**Work to be completed**:
Can you recast the records below as a numbered list, from the line with "Target: wooden chair" to the line with "x=358, y=220", both lines included and blank lines left out?

**Record excerpts**:

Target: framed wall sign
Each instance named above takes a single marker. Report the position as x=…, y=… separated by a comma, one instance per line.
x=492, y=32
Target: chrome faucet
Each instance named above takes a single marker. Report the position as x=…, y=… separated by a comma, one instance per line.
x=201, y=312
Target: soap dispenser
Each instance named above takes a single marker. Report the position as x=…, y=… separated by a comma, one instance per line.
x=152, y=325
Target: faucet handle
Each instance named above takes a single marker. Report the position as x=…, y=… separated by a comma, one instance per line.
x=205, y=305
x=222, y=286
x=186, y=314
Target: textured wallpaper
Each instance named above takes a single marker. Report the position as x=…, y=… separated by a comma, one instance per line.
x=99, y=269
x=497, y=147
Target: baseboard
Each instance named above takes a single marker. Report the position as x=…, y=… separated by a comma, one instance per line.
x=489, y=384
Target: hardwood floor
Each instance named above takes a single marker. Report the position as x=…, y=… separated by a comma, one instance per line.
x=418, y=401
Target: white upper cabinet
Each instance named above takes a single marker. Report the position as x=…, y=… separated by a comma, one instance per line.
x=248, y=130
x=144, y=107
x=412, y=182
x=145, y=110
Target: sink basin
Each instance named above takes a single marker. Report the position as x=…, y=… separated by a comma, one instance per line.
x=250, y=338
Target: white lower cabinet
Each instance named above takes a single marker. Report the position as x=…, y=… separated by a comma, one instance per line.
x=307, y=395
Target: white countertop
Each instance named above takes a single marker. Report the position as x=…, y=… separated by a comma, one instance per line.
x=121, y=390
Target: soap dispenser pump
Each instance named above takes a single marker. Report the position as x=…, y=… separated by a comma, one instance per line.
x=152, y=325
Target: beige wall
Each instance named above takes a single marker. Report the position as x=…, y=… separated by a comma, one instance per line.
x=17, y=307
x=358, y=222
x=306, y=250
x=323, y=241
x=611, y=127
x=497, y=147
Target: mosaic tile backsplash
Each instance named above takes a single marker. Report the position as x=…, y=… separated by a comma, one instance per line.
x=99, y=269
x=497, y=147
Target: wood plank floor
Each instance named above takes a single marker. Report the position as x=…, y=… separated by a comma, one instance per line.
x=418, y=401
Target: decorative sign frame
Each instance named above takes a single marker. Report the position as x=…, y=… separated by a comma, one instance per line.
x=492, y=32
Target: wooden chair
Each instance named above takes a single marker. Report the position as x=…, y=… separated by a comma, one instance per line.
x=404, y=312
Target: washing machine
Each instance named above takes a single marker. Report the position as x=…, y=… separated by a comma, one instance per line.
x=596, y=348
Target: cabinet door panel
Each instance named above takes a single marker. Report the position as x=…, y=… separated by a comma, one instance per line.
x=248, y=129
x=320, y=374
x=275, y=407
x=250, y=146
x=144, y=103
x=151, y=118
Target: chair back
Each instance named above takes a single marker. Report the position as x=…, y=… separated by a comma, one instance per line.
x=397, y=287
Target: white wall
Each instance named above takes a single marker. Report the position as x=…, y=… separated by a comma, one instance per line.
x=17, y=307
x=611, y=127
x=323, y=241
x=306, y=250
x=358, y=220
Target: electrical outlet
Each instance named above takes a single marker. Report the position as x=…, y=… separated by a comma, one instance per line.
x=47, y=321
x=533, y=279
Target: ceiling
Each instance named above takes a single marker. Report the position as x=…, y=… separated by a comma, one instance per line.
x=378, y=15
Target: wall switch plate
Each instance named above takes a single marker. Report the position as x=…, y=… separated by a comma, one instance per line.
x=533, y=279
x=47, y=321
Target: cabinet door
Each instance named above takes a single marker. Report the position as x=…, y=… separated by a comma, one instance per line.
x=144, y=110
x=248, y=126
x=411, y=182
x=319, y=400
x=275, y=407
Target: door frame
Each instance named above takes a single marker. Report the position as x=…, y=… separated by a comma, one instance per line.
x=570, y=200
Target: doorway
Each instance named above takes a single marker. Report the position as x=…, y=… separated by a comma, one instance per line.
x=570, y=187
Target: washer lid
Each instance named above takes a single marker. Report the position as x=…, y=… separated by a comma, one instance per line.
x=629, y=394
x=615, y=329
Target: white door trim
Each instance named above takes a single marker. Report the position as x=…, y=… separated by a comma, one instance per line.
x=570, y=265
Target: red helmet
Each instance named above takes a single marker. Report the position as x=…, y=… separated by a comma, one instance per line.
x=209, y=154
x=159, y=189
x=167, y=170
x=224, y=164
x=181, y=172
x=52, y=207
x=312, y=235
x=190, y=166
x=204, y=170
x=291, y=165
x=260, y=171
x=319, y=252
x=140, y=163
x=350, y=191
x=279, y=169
--
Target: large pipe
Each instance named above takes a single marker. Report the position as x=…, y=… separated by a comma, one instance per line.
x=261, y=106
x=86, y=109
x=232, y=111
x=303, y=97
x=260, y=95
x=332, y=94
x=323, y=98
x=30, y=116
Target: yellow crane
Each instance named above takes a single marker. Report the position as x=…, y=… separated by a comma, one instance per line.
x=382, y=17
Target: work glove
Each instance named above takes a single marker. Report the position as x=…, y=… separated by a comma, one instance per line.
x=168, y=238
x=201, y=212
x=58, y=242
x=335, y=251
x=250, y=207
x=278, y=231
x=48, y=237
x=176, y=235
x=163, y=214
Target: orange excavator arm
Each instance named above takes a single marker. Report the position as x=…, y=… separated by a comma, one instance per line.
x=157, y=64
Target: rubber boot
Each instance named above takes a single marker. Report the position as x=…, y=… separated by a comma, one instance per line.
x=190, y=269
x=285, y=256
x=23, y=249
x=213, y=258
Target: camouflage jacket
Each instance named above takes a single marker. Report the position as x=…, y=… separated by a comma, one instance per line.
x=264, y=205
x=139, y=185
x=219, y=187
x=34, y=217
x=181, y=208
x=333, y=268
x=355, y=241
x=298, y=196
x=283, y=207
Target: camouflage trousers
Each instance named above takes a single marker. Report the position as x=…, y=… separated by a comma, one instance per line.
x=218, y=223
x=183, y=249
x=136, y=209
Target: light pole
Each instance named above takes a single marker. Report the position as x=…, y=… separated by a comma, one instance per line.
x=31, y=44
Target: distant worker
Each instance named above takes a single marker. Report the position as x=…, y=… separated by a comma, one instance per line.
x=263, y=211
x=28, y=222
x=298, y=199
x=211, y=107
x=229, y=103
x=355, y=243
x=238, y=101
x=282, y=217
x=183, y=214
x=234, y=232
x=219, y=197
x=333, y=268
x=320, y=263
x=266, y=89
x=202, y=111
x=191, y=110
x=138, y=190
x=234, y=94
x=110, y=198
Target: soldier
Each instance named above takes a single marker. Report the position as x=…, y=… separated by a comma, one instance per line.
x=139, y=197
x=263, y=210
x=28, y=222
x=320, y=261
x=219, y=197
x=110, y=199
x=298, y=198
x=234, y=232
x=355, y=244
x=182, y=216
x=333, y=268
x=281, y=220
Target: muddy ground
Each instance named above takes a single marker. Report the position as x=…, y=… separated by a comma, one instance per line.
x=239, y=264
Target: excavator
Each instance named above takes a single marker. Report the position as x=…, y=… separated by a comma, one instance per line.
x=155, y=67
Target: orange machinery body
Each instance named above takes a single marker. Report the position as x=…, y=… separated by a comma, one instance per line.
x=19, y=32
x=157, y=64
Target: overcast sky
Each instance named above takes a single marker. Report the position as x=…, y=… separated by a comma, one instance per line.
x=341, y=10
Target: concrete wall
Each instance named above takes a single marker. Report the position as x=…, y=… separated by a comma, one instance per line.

**Result of this exercise**:
1. Target: wooden chair
2. Each instance named above takes a single marker. Report the position as x=…, y=… separated by a comma, one instance per line.
3. x=404, y=312
4. Target: washing machine
5. Each instance named above takes a single marker. Report the position as x=…, y=… separated by a comma, one instance per line.
6. x=596, y=348
7. Target: cabinet door panel
8. Each instance named above takes a single marker. Report the position as x=…, y=… separated by a comma, one instance per line.
9. x=248, y=129
10. x=320, y=374
11. x=275, y=407
12. x=250, y=146
13. x=144, y=103
14. x=151, y=118
15. Target: chair back
16. Each instance named above takes a single marker. Report the position as x=…, y=… separated by a comma, one instance per line.
17. x=397, y=287
18. Target: white wall
19. Each instance named above takes a single marker. Report the position as x=…, y=… separated by a comma, one instance per line.
20. x=17, y=307
21. x=611, y=127
22. x=323, y=241
23. x=306, y=250
24. x=358, y=220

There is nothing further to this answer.